Items listed in a dataset
——————
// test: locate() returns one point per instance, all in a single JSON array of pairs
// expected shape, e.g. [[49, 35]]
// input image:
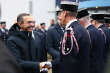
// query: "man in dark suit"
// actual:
[[42, 28], [53, 38], [97, 42], [26, 45], [74, 52], [3, 31], [8, 63]]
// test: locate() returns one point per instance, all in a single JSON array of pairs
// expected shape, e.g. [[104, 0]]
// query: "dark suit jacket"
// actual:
[[3, 35], [8, 63], [79, 63], [53, 38], [28, 50], [96, 52]]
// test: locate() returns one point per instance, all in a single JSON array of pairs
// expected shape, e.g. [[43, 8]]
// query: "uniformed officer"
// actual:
[[3, 31], [75, 45], [97, 42], [99, 23], [107, 64], [53, 38]]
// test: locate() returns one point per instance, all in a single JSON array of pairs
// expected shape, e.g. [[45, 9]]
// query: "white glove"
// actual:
[[44, 69]]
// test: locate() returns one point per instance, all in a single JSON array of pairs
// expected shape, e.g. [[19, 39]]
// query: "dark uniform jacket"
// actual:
[[28, 50], [79, 63], [96, 51], [8, 63], [106, 36], [3, 34], [106, 51], [54, 35]]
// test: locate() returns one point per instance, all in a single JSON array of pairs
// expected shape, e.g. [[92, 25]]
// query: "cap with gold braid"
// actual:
[[69, 5]]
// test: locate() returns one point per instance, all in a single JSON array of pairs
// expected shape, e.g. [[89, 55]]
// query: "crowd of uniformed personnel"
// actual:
[[78, 43]]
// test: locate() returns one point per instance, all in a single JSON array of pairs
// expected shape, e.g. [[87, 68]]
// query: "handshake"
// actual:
[[44, 66]]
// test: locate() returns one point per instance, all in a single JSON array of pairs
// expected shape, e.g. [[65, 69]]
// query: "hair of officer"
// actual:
[[20, 17], [71, 14]]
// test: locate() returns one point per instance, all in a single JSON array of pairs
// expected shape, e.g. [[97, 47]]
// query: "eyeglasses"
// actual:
[[29, 22]]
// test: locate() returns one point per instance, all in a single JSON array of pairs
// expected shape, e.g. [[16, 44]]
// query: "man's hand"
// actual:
[[45, 66]]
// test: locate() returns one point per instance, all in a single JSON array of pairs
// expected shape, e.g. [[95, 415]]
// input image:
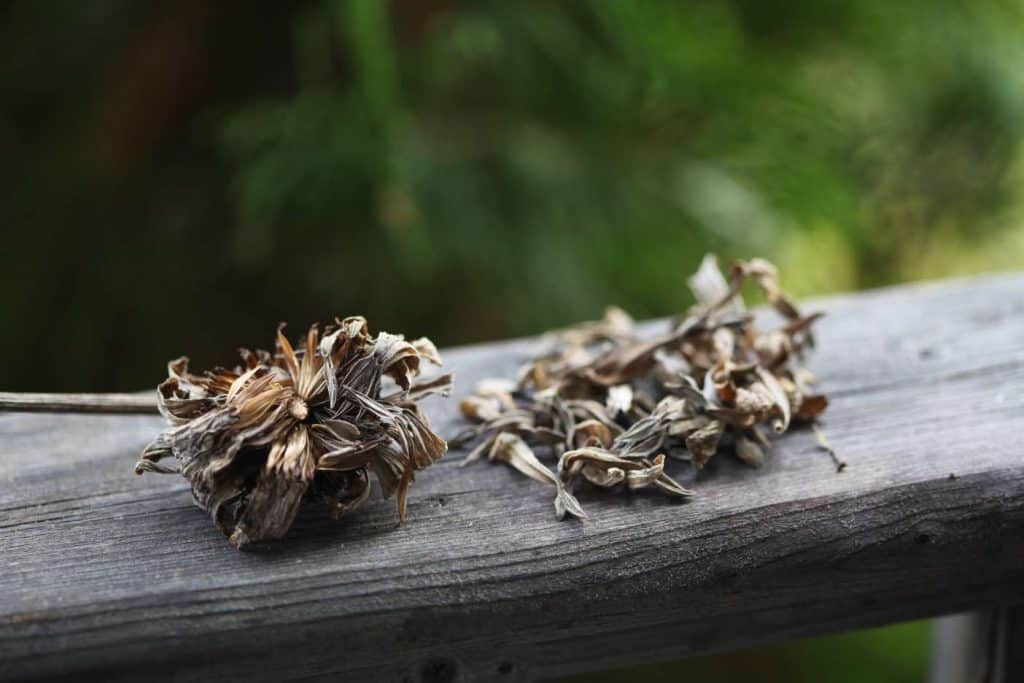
——————
WHAT THIS TASK INVOLVES: Can you pull every row above out word for word, leaving the pictures out?

OUTPUT BELOW:
// test: locate() returns one point per instance, all in a single JSON array of pairs
// expected shape, e.g. [[49, 35]]
// input image:
// query: "man in dark suit"
// actual:
[[42, 28], [53, 38], [97, 42], [26, 45], [74, 52], [3, 31], [8, 63]]
// test: locate() returns one point per instance, all in a single JSON array of pairs
// expected shape, e.g. [[104, 0]]
// query: "dark suit jacket"
// actual:
[[3, 35], [8, 63], [79, 63], [53, 38], [28, 50], [96, 52]]
// test: locate() returns one point per instance, all in a single JSON array of pairs
// expected shape, e.g. [[43, 8]]
// query: "uniformed officer"
// actual:
[[3, 31], [75, 45], [97, 42], [99, 23], [107, 64], [53, 38]]
// test: locate() returns one point per instance, all in a single JSON array of pairs
// expected shape, e.g. [[45, 9]]
// query: "white glove"
// actual:
[[44, 69]]
// test: locate() returns one point per instance, all in a single JSON array of pairs
// expected shape, e.g. [[19, 39]]
// query: "dark uniform jacket"
// actual:
[[28, 50], [79, 63], [96, 51], [8, 63], [106, 36], [3, 34], [106, 51], [54, 35]]
// test: locate() returns one point per instance, all in a single JSON array of pairs
// expected shape, e.g. [[92, 25]]
// query: "cap with gold braid"
// actual:
[[69, 5]]
// test: locate() returns one point per instance, all in a single JSON array of pairs
// expected shape, e.g. [[89, 55]]
// query: "crowd of uniformed personnel"
// actual:
[[78, 43]]
// test: locate() returns one point per instance, all in a single JSON array of pairs
// expected shape, e.g. [[87, 68]]
// query: "handshake"
// actual:
[[44, 66]]
// test: locate() returns one point per instance, all in a single JSON array of pairs
// expected shape, e.g. [[65, 69]]
// query: "hair of officer"
// actual:
[[20, 17], [71, 14]]
// test: locate() returns one point per instance, all in a single JSON array of pairs
// expected shape, e.g. [[97, 47]]
// query: "eyeglasses"
// actual:
[[29, 22]]
// test: locate() returns one point per instance, all in a single JSON array of pairs
// expected shape, e.g. [[16, 44]]
// query: "man's hand"
// actual:
[[45, 66]]
// test: locate() returns one point per instance, all in a single JSON array of pairs
// expected shape, e.g. [[95, 415]]
// input image:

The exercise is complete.